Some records
——————————

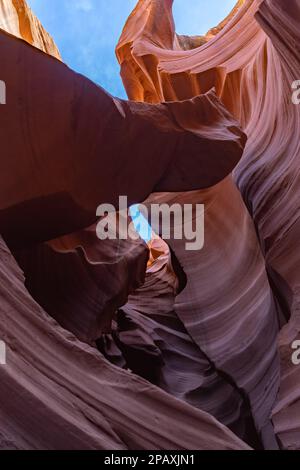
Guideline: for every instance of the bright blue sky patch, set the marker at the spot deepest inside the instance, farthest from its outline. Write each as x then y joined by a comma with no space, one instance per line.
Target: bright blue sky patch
87,31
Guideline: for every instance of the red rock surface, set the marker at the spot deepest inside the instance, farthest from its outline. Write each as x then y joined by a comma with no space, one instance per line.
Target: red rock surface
208,332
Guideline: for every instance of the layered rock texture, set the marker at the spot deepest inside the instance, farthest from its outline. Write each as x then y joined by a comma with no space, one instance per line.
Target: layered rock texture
114,344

——————————

What you will do:
Arrange the records above as a two-column CSV with the columns "prompt" and "response," one row per record, putting each record's text and its answer in a single quoted field with line breaks turned into spaces. Leave the pictures out.

Worked solution:
prompt,response
"Guideline: for every instance of the bright blue sky patch, set the marker at the spot deepest inside the instance, farthest from its outline. Write each as x then y joined by a comma with no space, one instance per line. Target: bright blue sky patch","87,31"
"Guideline: for every instance of the red rock surface, set the marker at the spot deepest inside the instance, farthest from its outline. Write each as x then y joined by a comma with no space, one instance per line. Target: red rock surface","208,332"
"Guideline: for every instance of the layered rock texture, set the marker at the spot deepest inside the instance, farthest from its outline. Write each as x then y joined by a comma with no space, one instance per line. Target: layered rock texture","114,344"